Document segment =
********************
Unitree robots in the dog house
Urinary poor password hacked
Unmarking poo-lice territory

The news story today about a police robot is really a story about the economics of hardware safety, and why the lessons of WWII are so blindingly important to modern robotics.

Picture this: Police deploy a $16,000 Unitree robot into an armed siege (so they don’t have to risk sending any empathetic humans to deescalate instead). The robot’s tough titanium frame can withstand bullets, its sharp sensors can see through walls, and its AI can navigate complex obstacles like dead bodies autonomously. Then a teenager with a smartphone intervenes and takes complete control of it in a few minutes.

Cost of the zero day attack?

Zero dollars.

Are we still blowing a kid’s whistle into payphones for free calls or what?

This economic reality in asymmetric conflict reveals a fundamental dysfunction in how the robotics industry approaches risks. The embarrasing UniPwn exploit against Unitree robots has exposed authentication that’s literally the word “unitree,” hardcoded encryption keys identical across all devices, and complete absence of input validation.

I’ll say it again.

“Researchers” found the word unitree would bypass the Unitree robot security with minimal effort. We shouldn’t call that research. It’s like saying scientists have discovered the key you left in your front door opens it. Zero input validation means…

This is 1930s robot level bad.

For those unfamiliar with history, the design flaws of the Nazi V-1s are how we remember them. Yet even Hitler’s dumb robots had better security than Unitree in 2025 – at least the V-1s couldn’t be hijacked mid-flight by shouting “vergeltungswaffe” on radio frequencies.

WWII military technology had more sophisticated operational security than modern robots. Think about how genuinely damning that is for the current robotics industry. Imagine a 1930s jet engine with a fundamentally better design than one today.

It is a symptom of hardware companies treating their vulnerabilities in software as an afterthought, creating expensive physical systems that can be compromised for free. Imagine going to the gym and finding a powerlifter who lacks basic mental strength. “Hey, can someone tell me if the big and heavy 45 disc is more or less work than this small and light 20 one” a tanned muscular giant with perfect hair pleads, begging for help with his “Hegseth warrior ethos” workout routine.
********************
Listed entries =
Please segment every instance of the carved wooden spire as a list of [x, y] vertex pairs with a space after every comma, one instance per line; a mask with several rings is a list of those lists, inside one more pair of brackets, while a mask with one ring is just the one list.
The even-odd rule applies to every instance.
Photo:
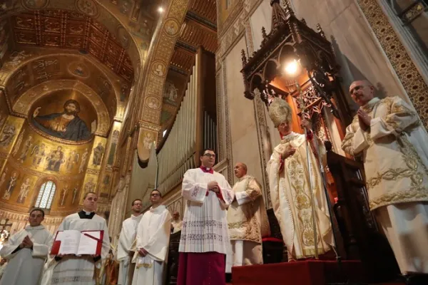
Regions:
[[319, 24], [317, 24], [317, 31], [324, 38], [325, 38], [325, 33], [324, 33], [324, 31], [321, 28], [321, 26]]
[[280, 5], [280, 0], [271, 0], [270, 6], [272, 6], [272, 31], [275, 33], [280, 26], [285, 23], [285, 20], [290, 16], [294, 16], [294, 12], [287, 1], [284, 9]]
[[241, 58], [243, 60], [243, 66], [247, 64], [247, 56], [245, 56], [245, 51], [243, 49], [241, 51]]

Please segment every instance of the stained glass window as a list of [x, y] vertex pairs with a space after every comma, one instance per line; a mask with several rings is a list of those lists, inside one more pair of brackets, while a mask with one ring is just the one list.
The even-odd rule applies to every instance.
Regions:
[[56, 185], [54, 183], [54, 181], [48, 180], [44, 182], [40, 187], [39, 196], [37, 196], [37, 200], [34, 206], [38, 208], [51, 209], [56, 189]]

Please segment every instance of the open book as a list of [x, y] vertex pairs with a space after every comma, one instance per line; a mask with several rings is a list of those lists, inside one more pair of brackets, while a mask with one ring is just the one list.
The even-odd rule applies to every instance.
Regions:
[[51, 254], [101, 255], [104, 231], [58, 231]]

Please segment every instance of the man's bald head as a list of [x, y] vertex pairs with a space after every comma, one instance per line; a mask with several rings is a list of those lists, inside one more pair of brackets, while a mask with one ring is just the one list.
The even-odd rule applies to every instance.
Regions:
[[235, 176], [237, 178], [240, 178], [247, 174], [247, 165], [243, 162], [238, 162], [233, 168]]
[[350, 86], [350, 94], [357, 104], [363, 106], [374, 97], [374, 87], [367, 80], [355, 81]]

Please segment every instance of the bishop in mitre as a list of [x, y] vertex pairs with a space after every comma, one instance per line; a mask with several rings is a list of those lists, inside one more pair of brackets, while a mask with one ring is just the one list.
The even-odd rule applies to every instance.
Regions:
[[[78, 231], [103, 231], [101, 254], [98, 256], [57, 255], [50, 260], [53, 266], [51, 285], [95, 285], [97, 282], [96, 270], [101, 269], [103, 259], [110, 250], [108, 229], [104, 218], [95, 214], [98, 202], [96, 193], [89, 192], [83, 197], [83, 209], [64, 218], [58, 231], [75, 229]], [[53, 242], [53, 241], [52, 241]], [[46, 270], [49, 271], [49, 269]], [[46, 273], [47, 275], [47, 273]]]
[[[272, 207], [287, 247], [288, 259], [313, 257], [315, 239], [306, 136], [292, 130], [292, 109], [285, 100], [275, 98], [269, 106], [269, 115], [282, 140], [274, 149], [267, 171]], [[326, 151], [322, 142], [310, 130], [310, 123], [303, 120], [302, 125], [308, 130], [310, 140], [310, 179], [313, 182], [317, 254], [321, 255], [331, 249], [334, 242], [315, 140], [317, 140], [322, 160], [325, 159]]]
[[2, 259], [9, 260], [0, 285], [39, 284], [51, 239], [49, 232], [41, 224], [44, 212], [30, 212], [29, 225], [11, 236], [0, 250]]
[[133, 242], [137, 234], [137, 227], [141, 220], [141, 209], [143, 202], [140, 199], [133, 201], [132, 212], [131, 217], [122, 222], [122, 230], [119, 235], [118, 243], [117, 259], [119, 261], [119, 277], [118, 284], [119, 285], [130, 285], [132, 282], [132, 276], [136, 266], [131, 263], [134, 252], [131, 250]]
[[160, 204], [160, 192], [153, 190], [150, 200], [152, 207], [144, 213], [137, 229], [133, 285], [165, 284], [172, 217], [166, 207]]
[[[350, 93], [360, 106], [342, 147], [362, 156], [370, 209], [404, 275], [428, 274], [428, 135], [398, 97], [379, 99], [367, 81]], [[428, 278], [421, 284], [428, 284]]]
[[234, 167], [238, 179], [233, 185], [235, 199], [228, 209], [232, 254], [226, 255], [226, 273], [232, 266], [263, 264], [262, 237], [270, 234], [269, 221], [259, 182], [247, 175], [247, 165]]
********************
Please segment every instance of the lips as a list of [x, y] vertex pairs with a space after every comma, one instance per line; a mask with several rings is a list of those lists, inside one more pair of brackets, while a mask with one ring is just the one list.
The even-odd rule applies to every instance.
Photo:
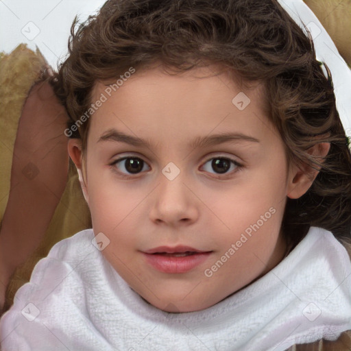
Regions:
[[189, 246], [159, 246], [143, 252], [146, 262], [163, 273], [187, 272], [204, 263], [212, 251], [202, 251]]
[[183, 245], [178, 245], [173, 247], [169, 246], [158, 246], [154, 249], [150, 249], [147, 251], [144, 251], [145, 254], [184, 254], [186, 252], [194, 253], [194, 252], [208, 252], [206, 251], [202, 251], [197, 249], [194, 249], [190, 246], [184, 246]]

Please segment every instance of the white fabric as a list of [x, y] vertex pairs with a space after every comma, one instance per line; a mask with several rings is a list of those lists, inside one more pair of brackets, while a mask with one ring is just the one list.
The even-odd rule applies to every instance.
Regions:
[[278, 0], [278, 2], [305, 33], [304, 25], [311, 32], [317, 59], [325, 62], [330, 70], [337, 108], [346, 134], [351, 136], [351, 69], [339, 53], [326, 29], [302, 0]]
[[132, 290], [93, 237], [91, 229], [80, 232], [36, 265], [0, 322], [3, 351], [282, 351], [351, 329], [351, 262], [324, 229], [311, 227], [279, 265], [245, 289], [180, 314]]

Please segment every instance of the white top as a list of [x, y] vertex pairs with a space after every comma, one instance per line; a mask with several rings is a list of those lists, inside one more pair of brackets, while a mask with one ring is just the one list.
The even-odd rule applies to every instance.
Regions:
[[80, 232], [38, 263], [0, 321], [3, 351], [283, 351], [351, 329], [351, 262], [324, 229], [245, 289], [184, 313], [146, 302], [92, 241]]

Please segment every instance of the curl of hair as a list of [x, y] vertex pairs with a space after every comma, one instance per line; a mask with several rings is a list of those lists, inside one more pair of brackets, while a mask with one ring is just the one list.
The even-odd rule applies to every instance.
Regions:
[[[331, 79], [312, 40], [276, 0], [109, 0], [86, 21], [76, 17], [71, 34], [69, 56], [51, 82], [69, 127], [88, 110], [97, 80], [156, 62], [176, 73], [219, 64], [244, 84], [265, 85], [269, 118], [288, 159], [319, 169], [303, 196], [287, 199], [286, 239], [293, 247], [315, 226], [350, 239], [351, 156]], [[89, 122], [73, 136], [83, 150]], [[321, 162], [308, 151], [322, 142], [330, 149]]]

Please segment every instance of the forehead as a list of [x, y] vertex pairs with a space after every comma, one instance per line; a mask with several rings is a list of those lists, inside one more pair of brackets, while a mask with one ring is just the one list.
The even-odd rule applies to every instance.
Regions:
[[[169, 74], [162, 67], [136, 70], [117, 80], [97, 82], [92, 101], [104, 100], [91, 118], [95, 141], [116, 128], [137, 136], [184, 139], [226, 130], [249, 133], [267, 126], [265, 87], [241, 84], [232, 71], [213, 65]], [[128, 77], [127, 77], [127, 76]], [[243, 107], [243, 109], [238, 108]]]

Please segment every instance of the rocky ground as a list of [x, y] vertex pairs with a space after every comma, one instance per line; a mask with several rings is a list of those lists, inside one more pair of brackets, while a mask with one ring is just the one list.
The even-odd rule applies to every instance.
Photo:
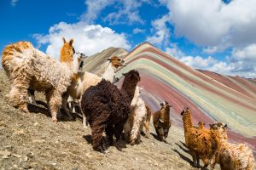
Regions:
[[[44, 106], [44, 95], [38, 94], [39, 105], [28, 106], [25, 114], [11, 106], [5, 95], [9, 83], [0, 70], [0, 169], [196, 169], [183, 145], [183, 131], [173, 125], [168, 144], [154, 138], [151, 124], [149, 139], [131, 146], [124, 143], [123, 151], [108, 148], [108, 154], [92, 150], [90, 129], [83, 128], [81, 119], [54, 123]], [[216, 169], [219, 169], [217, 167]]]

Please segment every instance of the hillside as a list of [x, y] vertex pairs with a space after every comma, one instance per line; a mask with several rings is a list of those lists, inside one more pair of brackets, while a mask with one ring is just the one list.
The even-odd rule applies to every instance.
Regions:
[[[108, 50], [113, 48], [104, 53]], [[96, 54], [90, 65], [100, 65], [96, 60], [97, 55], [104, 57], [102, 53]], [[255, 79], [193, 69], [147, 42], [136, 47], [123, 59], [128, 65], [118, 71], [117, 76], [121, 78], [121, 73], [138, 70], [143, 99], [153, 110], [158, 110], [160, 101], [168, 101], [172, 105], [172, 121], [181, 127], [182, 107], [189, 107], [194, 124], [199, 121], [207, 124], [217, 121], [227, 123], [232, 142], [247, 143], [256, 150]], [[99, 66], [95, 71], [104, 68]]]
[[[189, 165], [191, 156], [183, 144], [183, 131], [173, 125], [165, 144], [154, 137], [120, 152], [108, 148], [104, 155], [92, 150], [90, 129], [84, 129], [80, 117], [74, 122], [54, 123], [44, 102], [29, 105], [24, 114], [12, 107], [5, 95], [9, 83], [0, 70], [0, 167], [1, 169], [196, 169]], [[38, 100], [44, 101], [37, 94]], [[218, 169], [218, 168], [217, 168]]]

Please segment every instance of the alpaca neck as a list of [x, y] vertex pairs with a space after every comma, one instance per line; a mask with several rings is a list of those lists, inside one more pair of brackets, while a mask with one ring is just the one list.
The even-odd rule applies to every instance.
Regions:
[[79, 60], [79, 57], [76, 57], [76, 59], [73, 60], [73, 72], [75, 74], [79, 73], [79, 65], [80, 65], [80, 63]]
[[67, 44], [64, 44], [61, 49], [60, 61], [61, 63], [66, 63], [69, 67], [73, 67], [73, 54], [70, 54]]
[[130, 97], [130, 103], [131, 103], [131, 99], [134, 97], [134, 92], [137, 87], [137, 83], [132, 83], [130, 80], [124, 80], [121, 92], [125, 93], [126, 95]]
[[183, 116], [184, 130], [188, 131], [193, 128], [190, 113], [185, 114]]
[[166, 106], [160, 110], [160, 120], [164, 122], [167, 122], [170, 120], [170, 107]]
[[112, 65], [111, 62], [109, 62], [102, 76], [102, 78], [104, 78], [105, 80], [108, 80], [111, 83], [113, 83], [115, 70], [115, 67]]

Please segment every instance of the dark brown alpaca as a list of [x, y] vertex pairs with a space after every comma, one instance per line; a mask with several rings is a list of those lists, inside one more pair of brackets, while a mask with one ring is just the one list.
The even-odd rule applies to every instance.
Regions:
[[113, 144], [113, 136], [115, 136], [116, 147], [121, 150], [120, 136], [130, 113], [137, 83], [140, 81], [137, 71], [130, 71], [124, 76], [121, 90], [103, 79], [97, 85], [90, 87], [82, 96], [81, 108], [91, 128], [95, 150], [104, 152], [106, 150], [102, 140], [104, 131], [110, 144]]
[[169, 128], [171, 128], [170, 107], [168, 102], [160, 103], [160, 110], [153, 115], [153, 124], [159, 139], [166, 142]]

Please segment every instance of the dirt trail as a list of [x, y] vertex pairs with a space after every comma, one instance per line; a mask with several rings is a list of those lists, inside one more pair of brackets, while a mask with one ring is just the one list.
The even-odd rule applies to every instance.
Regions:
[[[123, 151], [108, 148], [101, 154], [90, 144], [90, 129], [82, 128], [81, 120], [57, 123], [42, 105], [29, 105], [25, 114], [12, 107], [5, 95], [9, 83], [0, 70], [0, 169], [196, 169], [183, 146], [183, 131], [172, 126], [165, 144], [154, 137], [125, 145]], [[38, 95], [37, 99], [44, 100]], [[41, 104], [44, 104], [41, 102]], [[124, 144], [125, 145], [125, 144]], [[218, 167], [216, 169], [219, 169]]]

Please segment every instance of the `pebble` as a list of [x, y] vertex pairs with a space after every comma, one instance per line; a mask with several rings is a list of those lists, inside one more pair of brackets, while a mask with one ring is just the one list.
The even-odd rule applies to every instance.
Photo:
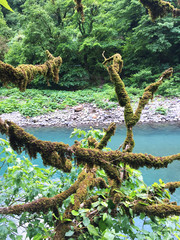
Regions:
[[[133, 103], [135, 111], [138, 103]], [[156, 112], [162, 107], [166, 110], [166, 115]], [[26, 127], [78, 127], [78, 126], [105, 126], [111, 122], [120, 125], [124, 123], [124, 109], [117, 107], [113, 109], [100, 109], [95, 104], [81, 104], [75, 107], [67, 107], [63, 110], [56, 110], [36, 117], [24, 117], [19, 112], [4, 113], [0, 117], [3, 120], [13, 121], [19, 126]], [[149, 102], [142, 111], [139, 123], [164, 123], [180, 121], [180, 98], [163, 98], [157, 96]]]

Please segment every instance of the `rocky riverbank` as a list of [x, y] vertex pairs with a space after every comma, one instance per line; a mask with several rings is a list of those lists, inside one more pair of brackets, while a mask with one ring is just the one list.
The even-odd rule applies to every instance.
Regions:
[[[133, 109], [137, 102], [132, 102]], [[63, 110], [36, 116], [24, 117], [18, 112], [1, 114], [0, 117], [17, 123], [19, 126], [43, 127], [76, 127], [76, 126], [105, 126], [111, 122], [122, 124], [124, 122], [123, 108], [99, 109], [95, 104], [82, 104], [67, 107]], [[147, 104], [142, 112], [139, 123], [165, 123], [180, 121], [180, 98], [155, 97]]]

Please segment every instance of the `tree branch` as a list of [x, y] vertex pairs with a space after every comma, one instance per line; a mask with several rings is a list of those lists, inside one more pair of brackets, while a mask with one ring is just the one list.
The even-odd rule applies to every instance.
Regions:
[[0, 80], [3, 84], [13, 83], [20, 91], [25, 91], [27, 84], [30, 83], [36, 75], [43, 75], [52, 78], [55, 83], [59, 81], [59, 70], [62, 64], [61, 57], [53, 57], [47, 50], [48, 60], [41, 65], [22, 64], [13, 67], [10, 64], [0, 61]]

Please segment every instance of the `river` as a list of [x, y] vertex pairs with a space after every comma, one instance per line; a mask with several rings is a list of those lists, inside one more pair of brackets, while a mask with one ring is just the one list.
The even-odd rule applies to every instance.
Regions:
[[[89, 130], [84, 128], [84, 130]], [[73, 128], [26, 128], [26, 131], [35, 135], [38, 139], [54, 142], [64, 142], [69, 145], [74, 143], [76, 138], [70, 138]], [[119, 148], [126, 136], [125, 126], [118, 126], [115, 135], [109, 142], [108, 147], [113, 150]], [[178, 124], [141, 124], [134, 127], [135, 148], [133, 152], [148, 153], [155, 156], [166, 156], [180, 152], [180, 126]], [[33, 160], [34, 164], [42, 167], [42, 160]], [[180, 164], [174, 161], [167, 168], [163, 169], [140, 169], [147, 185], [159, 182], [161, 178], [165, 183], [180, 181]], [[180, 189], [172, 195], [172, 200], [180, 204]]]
********************
Your tasks =
(A) Transcribe the stretch of the Unitree robot security post from "This economic reality" through "of input validation.".
(B) Carry on writing the Unitree robot security post, picking up after its final sentence.
The data comes from an unrelated source.

Answers provided =
(A)
This economic reality in asymmetric conflict reveals a fundamental dysfunction in how the robotics industry approaches risks. The embarrasing UniPwn exploit against Unitree robots has exposed authentication that’s literally the word “unitree,” hardcoded encryption keys identical across all devices, and complete absence of input validation.

(B)
French military planners spent billions pouring concrete for a man named Maginot, after he dreamed up what would have worked better for WWI. His foolish “impregnable” static defensive barrier was useless against coming radio-controlled planes and trucks and tanks using network effects to rapidly focus attacks somewhere else. The Germans needed only three days to prove the dynamic soft spots need as much attention or more than the expensive static hard ones. Robotics companies are making the identical strategic error, pouring millions into unnecessary physical hardening while leaving giant squishy digital backdoors wide open.

Unitree’s titanium chassis development costs over $50,000, military-grade sensors run $10,000 per unit, advanced motors cost $5,000 each, and rigorous testing burns through hundreds of thousands in R&D. So fancy. Meanwhile, authentication was literally fixed as “unitree,” while encryption was copy-pasted from Stack Overflow, and input validation… doesn’t exist.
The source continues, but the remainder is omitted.